:: Data records ::

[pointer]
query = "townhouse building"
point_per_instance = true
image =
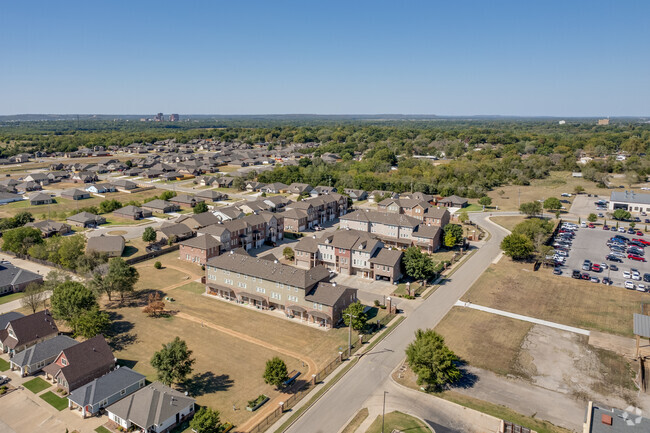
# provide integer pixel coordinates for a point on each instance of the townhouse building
(305, 294)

:::

Direction
Can you reproduce the lines above word for word, leaving out the picture?

Full answer
[pointer]
query = "townhouse building"
point_per_instance = true
image =
# provide integer pixel coordinates for a point on each instance of the townhouse building
(305, 294)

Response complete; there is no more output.